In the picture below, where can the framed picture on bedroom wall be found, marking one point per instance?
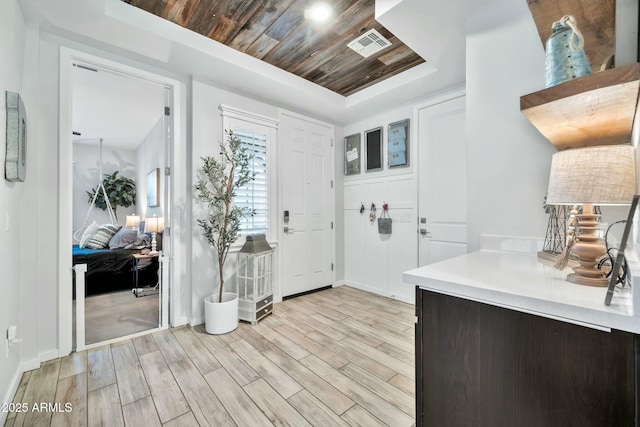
(153, 187)
(398, 144)
(373, 146)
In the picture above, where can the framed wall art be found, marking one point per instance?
(352, 154)
(153, 186)
(15, 165)
(373, 144)
(398, 144)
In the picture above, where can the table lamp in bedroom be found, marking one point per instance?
(153, 225)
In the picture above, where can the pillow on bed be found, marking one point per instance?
(124, 237)
(101, 239)
(88, 234)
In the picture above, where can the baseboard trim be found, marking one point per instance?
(180, 321)
(49, 355)
(11, 391)
(312, 291)
(30, 365)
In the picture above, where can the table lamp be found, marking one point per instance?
(153, 225)
(133, 221)
(601, 175)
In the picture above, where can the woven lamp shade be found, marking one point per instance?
(601, 175)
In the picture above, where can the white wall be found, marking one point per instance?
(149, 156)
(86, 169)
(12, 50)
(207, 134)
(508, 159)
(372, 261)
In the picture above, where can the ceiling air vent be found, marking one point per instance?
(369, 43)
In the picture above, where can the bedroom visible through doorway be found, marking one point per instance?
(120, 149)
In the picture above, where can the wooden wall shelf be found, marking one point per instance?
(597, 109)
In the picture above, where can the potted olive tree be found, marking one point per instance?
(220, 177)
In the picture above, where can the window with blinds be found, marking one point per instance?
(255, 195)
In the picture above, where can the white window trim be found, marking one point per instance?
(229, 113)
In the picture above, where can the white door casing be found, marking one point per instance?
(306, 182)
(68, 58)
(442, 181)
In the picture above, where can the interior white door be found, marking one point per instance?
(442, 184)
(306, 215)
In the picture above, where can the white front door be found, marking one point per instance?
(442, 186)
(306, 204)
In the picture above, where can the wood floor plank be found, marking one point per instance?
(258, 342)
(197, 352)
(186, 420)
(164, 389)
(145, 344)
(403, 383)
(364, 316)
(313, 362)
(297, 324)
(274, 375)
(101, 372)
(317, 413)
(203, 402)
(398, 340)
(370, 401)
(334, 333)
(389, 393)
(329, 395)
(349, 330)
(381, 357)
(277, 409)
(359, 417)
(398, 353)
(119, 343)
(141, 413)
(73, 364)
(131, 381)
(294, 306)
(72, 390)
(281, 341)
(239, 370)
(169, 346)
(325, 310)
(104, 408)
(329, 356)
(242, 409)
(354, 355)
(40, 389)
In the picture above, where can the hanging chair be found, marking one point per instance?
(77, 235)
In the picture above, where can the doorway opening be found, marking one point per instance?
(120, 146)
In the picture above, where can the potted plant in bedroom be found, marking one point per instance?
(220, 177)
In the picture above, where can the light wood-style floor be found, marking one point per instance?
(333, 358)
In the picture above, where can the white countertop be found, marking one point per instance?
(519, 282)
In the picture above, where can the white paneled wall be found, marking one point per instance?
(373, 261)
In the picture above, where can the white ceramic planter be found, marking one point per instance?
(221, 317)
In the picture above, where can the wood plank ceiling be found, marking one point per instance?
(277, 32)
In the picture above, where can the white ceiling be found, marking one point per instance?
(117, 108)
(432, 28)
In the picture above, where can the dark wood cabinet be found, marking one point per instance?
(483, 365)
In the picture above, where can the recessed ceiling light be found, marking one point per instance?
(318, 12)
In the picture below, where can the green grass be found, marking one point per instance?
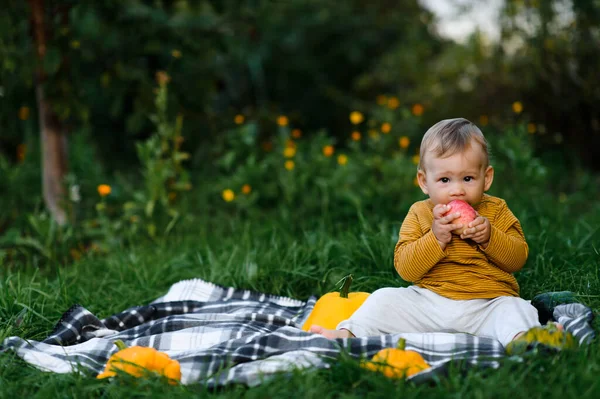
(275, 254)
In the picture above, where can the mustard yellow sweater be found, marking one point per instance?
(464, 270)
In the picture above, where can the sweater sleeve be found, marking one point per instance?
(507, 248)
(415, 253)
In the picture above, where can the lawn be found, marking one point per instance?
(298, 252)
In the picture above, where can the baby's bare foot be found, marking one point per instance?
(331, 334)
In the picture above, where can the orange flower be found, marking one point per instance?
(393, 103)
(239, 119)
(104, 190)
(228, 195)
(289, 152)
(283, 120)
(328, 150)
(517, 107)
(418, 110)
(24, 113)
(404, 142)
(356, 117)
(386, 128)
(381, 99)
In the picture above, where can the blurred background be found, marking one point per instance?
(124, 108)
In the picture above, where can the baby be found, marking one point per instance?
(461, 283)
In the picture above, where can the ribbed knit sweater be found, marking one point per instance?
(464, 270)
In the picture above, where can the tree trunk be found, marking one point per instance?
(52, 137)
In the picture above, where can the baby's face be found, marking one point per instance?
(461, 176)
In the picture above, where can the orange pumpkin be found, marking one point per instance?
(334, 307)
(139, 360)
(397, 362)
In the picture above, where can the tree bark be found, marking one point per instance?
(52, 137)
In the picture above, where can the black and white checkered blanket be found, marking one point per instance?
(224, 335)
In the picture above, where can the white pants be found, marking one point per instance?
(415, 309)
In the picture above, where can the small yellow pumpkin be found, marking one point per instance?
(139, 360)
(550, 337)
(397, 362)
(335, 307)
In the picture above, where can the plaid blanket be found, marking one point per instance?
(224, 335)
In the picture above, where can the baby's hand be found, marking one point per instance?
(442, 225)
(478, 230)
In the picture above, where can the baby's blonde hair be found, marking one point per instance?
(449, 136)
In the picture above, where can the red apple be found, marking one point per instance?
(467, 214)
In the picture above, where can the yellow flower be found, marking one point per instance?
(517, 107)
(356, 117)
(328, 150)
(386, 128)
(283, 120)
(104, 190)
(418, 110)
(21, 151)
(162, 78)
(393, 103)
(267, 146)
(562, 197)
(289, 152)
(228, 195)
(404, 142)
(105, 79)
(296, 133)
(239, 119)
(24, 113)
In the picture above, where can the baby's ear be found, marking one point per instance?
(421, 178)
(488, 178)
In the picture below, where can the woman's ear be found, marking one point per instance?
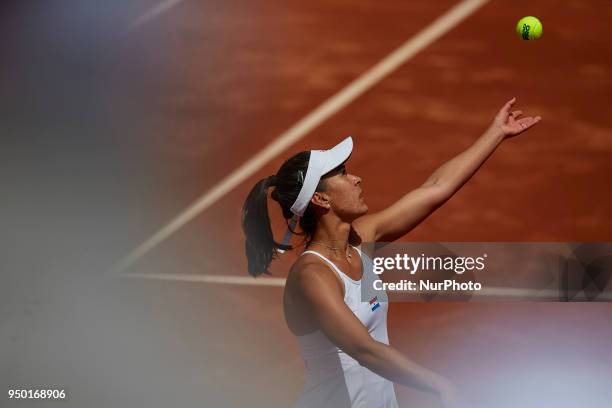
(321, 199)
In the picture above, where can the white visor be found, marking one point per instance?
(320, 163)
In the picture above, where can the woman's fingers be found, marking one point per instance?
(516, 114)
(526, 123)
(505, 111)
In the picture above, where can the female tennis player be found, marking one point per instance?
(343, 340)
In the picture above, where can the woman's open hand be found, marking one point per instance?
(509, 123)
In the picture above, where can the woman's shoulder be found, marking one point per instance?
(308, 271)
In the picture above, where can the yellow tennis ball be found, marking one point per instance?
(529, 28)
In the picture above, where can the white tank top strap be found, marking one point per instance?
(343, 276)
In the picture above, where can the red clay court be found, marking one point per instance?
(204, 86)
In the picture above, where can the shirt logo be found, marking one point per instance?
(374, 303)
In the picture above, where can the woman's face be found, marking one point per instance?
(345, 195)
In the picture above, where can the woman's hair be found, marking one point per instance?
(287, 182)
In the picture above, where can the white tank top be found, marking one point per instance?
(333, 378)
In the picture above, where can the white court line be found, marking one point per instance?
(367, 80)
(498, 292)
(153, 12)
(223, 279)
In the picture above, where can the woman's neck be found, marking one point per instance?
(332, 232)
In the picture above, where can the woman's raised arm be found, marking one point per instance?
(409, 211)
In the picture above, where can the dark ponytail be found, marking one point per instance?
(260, 246)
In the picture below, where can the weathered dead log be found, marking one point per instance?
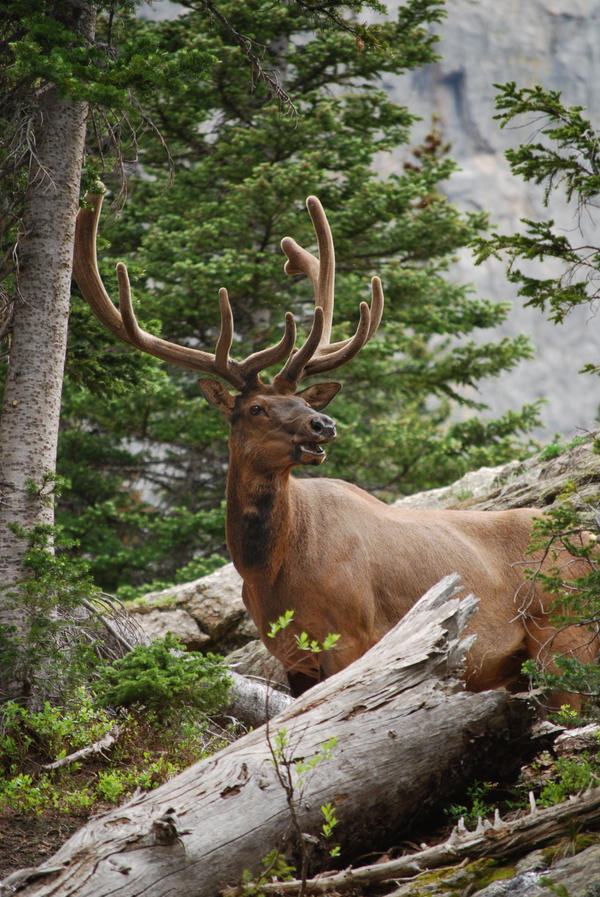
(254, 701)
(408, 736)
(497, 838)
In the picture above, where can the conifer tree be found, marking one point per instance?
(242, 167)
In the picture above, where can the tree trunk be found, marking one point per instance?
(408, 735)
(31, 404)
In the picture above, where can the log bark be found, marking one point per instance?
(408, 736)
(254, 701)
(497, 839)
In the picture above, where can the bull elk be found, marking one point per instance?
(343, 561)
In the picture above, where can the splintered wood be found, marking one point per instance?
(408, 735)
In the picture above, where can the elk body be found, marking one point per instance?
(344, 562)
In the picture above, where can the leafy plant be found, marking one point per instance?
(479, 804)
(570, 776)
(563, 535)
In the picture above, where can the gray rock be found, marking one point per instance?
(554, 43)
(577, 876)
(156, 623)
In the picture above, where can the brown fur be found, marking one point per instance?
(349, 564)
(344, 562)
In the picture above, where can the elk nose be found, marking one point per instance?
(323, 426)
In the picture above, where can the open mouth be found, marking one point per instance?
(312, 448)
(309, 452)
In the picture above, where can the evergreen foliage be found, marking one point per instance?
(242, 168)
(564, 156)
(55, 654)
(163, 678)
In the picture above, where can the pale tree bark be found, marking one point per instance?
(31, 404)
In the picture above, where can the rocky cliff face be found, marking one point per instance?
(555, 43)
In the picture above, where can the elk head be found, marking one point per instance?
(271, 422)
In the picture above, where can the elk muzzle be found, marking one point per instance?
(308, 446)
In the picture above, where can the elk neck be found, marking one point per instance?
(259, 519)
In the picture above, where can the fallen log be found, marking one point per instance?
(254, 701)
(408, 736)
(494, 839)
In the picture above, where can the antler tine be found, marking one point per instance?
(333, 352)
(321, 272)
(293, 370)
(225, 334)
(123, 323)
(264, 358)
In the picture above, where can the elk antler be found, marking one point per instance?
(122, 322)
(318, 354)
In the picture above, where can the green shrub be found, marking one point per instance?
(164, 679)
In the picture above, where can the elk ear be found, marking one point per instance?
(320, 394)
(217, 395)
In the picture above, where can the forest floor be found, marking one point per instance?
(29, 840)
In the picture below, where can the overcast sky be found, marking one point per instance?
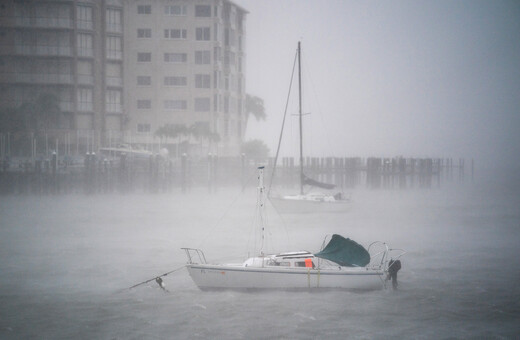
(389, 78)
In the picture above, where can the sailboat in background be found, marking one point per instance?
(340, 263)
(306, 201)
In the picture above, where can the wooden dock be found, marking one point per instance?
(155, 175)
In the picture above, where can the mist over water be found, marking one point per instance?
(65, 262)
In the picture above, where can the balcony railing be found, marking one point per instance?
(43, 78)
(48, 22)
(114, 81)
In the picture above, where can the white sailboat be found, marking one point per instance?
(310, 201)
(342, 263)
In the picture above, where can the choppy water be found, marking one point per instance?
(65, 260)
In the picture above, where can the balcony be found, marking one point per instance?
(114, 81)
(44, 22)
(43, 78)
(84, 79)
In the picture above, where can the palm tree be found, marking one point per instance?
(200, 130)
(255, 106)
(172, 131)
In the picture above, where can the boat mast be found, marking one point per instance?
(300, 114)
(261, 206)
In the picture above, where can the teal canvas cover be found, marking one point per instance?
(345, 252)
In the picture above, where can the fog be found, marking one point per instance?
(410, 78)
(67, 261)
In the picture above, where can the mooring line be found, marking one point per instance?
(157, 279)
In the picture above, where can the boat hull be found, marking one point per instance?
(208, 276)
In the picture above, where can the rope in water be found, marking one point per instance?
(156, 278)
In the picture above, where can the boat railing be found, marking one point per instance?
(195, 256)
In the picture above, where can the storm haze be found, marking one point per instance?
(410, 78)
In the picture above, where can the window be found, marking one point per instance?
(175, 105)
(202, 57)
(144, 9)
(113, 101)
(203, 11)
(144, 128)
(113, 72)
(144, 80)
(144, 33)
(202, 81)
(229, 58)
(217, 54)
(143, 104)
(84, 99)
(175, 57)
(175, 10)
(114, 48)
(113, 20)
(175, 34)
(202, 104)
(84, 17)
(84, 45)
(85, 72)
(175, 81)
(144, 57)
(202, 33)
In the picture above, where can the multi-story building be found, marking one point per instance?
(184, 64)
(121, 69)
(72, 49)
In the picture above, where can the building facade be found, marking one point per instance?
(122, 69)
(184, 64)
(72, 50)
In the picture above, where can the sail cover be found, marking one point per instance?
(314, 183)
(345, 252)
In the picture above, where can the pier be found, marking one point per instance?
(125, 174)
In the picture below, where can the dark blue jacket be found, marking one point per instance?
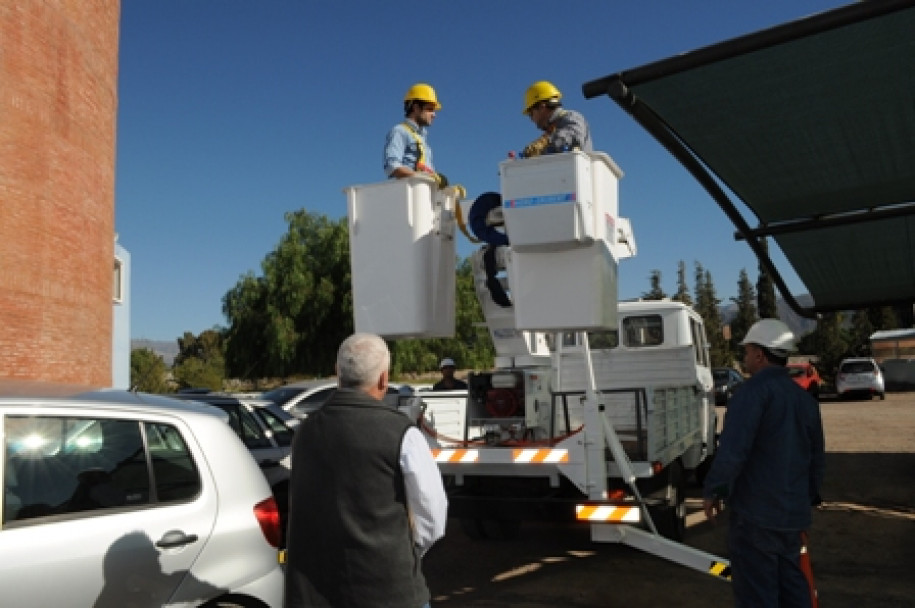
(770, 460)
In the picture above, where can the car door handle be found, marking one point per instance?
(175, 538)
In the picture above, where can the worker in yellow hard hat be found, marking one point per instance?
(563, 130)
(406, 150)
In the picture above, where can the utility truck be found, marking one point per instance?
(596, 410)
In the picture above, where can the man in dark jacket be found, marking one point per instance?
(366, 497)
(769, 468)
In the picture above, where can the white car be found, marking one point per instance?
(861, 376)
(302, 398)
(126, 499)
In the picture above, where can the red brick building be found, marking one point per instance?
(58, 106)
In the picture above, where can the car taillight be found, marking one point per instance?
(268, 516)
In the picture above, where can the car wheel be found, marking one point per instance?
(234, 601)
(670, 517)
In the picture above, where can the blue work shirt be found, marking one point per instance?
(570, 131)
(401, 148)
(771, 457)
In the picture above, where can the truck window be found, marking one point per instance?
(700, 347)
(597, 340)
(647, 330)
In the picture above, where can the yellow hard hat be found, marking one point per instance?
(540, 91)
(422, 92)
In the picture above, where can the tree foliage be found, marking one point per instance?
(200, 362)
(656, 292)
(147, 371)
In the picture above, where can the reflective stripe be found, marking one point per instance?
(421, 161)
(455, 455)
(607, 513)
(720, 570)
(548, 456)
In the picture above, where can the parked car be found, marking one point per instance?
(112, 498)
(806, 376)
(727, 380)
(300, 399)
(860, 376)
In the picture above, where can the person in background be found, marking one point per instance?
(563, 130)
(769, 469)
(448, 381)
(406, 151)
(366, 496)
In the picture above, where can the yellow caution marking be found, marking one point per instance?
(720, 570)
(455, 455)
(548, 456)
(608, 514)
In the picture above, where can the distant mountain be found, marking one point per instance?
(167, 349)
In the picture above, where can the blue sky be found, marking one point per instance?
(234, 112)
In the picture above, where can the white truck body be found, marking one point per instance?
(603, 433)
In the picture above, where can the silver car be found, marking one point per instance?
(303, 398)
(120, 499)
(860, 376)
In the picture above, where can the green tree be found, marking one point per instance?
(682, 294)
(299, 310)
(860, 333)
(708, 306)
(656, 292)
(767, 305)
(471, 346)
(200, 361)
(746, 311)
(147, 371)
(883, 317)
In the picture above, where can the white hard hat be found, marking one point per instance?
(772, 335)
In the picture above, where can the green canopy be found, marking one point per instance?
(811, 125)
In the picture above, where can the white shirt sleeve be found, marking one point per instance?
(426, 498)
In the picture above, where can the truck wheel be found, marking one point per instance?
(473, 528)
(670, 519)
(704, 467)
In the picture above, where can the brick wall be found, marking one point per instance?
(58, 106)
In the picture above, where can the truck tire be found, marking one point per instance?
(670, 517)
(704, 467)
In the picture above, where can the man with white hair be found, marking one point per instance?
(769, 469)
(366, 496)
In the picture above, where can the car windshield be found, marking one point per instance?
(857, 367)
(281, 395)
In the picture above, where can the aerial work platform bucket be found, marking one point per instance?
(403, 257)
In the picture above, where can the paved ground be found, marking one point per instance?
(862, 540)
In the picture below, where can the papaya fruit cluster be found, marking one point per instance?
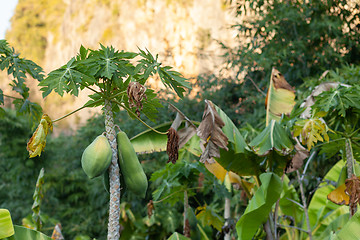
(97, 157)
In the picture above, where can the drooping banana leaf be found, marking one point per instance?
(232, 132)
(273, 137)
(259, 206)
(6, 225)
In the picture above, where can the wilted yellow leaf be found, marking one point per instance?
(339, 196)
(37, 142)
(280, 98)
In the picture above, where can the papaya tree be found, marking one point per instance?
(117, 80)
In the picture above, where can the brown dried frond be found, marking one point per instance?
(172, 147)
(136, 94)
(353, 191)
(150, 208)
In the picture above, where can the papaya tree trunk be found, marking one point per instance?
(350, 166)
(114, 175)
(227, 217)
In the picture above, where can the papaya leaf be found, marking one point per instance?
(272, 138)
(178, 236)
(22, 233)
(339, 99)
(257, 212)
(65, 79)
(280, 97)
(210, 131)
(351, 230)
(6, 225)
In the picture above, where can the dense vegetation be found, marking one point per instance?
(297, 41)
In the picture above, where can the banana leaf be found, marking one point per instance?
(259, 206)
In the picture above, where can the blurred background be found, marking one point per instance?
(225, 48)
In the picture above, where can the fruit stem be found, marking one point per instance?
(136, 116)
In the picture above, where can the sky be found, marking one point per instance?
(6, 11)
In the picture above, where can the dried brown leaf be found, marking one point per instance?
(172, 147)
(210, 131)
(310, 100)
(298, 159)
(353, 191)
(150, 208)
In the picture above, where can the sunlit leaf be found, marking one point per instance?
(207, 216)
(37, 142)
(320, 207)
(6, 225)
(280, 97)
(311, 131)
(272, 138)
(232, 132)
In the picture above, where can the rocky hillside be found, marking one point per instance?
(182, 32)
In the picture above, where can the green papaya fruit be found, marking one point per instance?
(106, 182)
(96, 158)
(131, 169)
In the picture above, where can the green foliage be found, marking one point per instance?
(340, 100)
(351, 229)
(112, 71)
(259, 206)
(177, 236)
(6, 225)
(38, 196)
(209, 216)
(26, 233)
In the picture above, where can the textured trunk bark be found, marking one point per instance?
(227, 216)
(114, 175)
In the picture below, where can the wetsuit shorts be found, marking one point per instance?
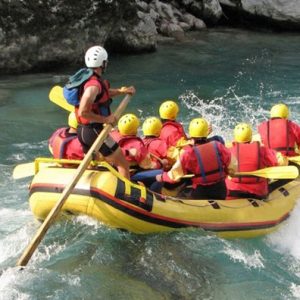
(87, 134)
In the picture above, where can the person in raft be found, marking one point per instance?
(97, 94)
(64, 142)
(251, 156)
(157, 147)
(132, 146)
(171, 131)
(209, 161)
(279, 133)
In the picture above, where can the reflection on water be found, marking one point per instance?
(227, 76)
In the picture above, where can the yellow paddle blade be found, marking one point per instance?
(295, 159)
(284, 172)
(56, 96)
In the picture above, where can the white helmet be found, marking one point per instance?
(95, 56)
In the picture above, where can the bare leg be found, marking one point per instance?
(118, 159)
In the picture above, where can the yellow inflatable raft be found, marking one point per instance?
(119, 203)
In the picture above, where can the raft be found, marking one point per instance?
(104, 195)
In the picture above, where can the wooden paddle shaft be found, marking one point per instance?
(68, 189)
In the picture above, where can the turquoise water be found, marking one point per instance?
(227, 76)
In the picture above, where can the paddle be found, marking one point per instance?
(56, 96)
(282, 172)
(295, 159)
(68, 189)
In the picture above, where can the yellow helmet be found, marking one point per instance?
(198, 128)
(72, 121)
(242, 133)
(279, 111)
(152, 126)
(168, 110)
(128, 124)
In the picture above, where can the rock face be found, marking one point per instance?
(43, 35)
(278, 14)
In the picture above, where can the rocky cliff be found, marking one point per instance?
(40, 35)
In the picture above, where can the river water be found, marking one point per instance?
(225, 75)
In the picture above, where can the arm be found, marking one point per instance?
(121, 91)
(85, 107)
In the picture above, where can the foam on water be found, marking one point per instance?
(287, 239)
(249, 260)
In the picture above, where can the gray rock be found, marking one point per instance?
(279, 13)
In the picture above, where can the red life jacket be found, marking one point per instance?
(209, 163)
(170, 135)
(59, 141)
(248, 159)
(278, 136)
(122, 140)
(101, 105)
(147, 141)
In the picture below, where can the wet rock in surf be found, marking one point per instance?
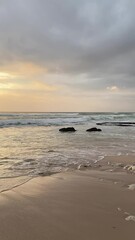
(94, 129)
(68, 129)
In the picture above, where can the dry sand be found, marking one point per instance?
(94, 204)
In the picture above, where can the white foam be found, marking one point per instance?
(130, 218)
(131, 186)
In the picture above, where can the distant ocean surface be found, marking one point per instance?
(31, 144)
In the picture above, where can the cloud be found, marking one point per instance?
(80, 45)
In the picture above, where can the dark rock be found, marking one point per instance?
(120, 124)
(94, 129)
(68, 129)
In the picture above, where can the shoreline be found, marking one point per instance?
(96, 203)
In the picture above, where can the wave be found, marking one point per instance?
(60, 119)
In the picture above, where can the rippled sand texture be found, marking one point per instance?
(92, 204)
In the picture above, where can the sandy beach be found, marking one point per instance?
····················
Brief: Reproduce the lines of the entries above exactly, but only from the line containing "In the picture above, where can the distant ocean" through the final line.

Complete output:
In the picture above, where can the distant ocean surface be found, marking one point per instance?
(31, 144)
In the picture above, where can the cloud be found, marking one point per instance?
(80, 45)
In the picture above, where can the dark rock be found, marking one point per instance?
(120, 124)
(94, 129)
(68, 129)
In the picture above, where can the shoreline be found, marking one point per instance?
(96, 203)
In the picture above, where can the wave be found, marking one point per instance?
(60, 119)
In the picture above, where can the rippled sand texture be found, marking one point per instance?
(92, 204)
In the picture above, where can the sandy beach be found, marking one point per instance?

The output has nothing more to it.